QUESTIONS ON THE MATERIAL |
**1.** In the essay on missing the fear of missing out, why does an Instagram picture of a walk in the forest no longer make the writer want to go outside? Answer in one to three sentences.
**2.** Reproduce the passage of the essay on missing the fear of missing out starting at "You could say" and ending at "to go outside.".
**3.** Carry on the essay about missing the fear of missing out, picking up right after its final sentence.

SOURCE EXTRACT |
Missing Out On the Fear Of Missing Out
Not many people will suffer from FOMO, the Fear Of Missing Out, during this pandemic. There are many things we can miss when we hardly go anywhere, but there won’t be that many events to actually miss out on. While FOMO is really quite nice: I may not be present at that festival or party, but at least there are things going on I said no to. The deliberate choice to spend a boring evening at home when it’s actually much more fun somewhere else: that’s the kind of freedom COVID took away from me.
You could say that I suffer from MOO-FOMO: Missing Out On the Fear Of Missing Out. My symptoms of MOO-FOMO include an explicit lack of stimulation, a certain degree of apathy once my working day is over, and – most of all – too much idle time spent on my laptop and smartphone. Before COVID, there were things that made me want to plan activities and get out of the house. Today, I’m not that easily impressed anymore: now that I’ve taken five hundred COVID strolls, a picture on Instagram of a walk in the forest no longer stirs my FOMO to such an extent that it makes me want to go outside.
Until last weekend. After a quiet period of several months, I felt a vague feeling of FOMO return – because of 15-centimeter-thick natural ice. As a true landlubber, I don’t own skates, so I had to watch as others celebrated the Dutch identity by sliding and tripping over the ice from left to right wearing an orange, woolly Unox hat. I didn’t miss recklessly falling into a hole in the ice or paying far too much money for hot chocolate milk and soup. I did however look forward to seeing people enjoy themselves, felt curious about being outside for a reason other than going to the supermarket, and wanted to feel really jealous of skaters who were better equipped than I was, both in terms of talent and skating equipment.

LISTED ENTRIES |
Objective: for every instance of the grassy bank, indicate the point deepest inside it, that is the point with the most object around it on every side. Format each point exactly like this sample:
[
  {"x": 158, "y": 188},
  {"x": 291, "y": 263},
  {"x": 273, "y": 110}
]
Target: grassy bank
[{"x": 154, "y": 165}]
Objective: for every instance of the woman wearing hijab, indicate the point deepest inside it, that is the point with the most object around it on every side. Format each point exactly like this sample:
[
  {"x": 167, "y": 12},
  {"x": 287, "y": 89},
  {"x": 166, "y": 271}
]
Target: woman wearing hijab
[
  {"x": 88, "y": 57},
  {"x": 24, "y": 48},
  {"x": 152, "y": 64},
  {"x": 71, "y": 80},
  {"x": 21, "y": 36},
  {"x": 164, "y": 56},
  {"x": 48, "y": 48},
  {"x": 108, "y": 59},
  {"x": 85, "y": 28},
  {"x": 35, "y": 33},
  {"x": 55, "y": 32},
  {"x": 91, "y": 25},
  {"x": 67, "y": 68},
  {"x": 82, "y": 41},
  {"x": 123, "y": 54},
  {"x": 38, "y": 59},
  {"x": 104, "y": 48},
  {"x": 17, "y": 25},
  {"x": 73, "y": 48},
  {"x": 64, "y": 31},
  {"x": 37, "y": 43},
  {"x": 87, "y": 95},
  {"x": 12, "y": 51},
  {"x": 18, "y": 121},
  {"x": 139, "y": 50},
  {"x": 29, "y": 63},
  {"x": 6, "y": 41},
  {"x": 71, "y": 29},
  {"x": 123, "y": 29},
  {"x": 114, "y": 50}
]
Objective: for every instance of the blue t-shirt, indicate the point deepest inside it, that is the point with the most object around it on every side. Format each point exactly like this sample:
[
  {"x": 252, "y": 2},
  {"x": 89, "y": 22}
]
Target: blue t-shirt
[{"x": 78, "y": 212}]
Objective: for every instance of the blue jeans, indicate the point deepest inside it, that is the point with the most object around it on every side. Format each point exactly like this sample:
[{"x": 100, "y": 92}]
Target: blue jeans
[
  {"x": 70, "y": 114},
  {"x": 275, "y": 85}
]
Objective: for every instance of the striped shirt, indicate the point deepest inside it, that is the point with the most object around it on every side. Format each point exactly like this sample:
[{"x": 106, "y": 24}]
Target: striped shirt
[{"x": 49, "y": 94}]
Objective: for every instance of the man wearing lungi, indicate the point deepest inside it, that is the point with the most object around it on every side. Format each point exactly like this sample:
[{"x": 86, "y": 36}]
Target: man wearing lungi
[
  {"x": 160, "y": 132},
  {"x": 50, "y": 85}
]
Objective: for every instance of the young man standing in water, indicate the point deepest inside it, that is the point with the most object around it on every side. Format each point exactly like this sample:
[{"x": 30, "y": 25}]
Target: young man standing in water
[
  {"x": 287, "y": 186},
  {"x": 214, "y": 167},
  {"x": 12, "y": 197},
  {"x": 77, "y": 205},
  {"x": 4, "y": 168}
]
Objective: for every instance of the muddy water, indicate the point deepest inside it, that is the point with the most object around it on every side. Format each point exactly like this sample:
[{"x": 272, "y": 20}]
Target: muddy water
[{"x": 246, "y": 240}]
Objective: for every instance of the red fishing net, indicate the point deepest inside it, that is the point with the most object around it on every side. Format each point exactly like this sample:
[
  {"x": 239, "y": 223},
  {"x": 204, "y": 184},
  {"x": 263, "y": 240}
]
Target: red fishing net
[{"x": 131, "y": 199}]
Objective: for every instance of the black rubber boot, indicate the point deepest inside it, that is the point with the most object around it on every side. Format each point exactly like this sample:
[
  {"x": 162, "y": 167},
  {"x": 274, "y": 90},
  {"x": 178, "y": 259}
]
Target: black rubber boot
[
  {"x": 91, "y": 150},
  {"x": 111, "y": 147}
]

ANSWERS TO THE PROBLEMS |
**1.** The writer has already taken five hundred COVID strolls and is no longer easily impressed. So such a picture no longer stirs enough FOMO to make the writer want to go out.

**2.**
You could say that I suffer from MOO-FOMO: Missing Out On the Fear Of Missing Out. My symptoms of MOO-FOMO include an explicit lack of stimulation, a certain degree of apathy once my working day is over, and – most of all – too much idle time spent on my laptop and smartphone. Before COVID, there were things that made me want to plan activities and get out of the house. Today, I’m not that easily impressed anymore: now that I’ve taken five hundred COVID strolls, a picture on Instagram of a walk in the forest no longer stirs my FOMO to such an extent that it makes me want to go outside.

**3.**
But that feeling soon melted away as spring approached. The moment my FOMO disappeared, MOO-FOMO took over again. I frantically started to look for a FOMO replacement and decided to hype not having a certain app. People were talking about a ‘Clubhouse,’ because that was fun and exclusive: after all, you had to be invited for it! All my dopamine cogs and wheels started to turn, and I desperately started looking for someone who could get me a ticket for the ‘live broadcasting’ platform.
The Clubhouse mission failed. I’ve had access since Wednesday and I can tell you: that app is really… well, I wouldn’t know, because I haven’t actually done anything with it so far. I guess it was mostly about the next shot of FOMO, which I craved like a junkie.
By now I have that same bored look on my face again as Sid from Ice Age. I realize that not knowing anymore how to amuse myself, while I continue to stay in perfect health, is a luxury problem. If suffering from MOO-FOMO is the worst thing that happens to me during this crisis, I should consider myself lucky. But I would still really like it if everyone had a bit more fun in the coming months – also without me.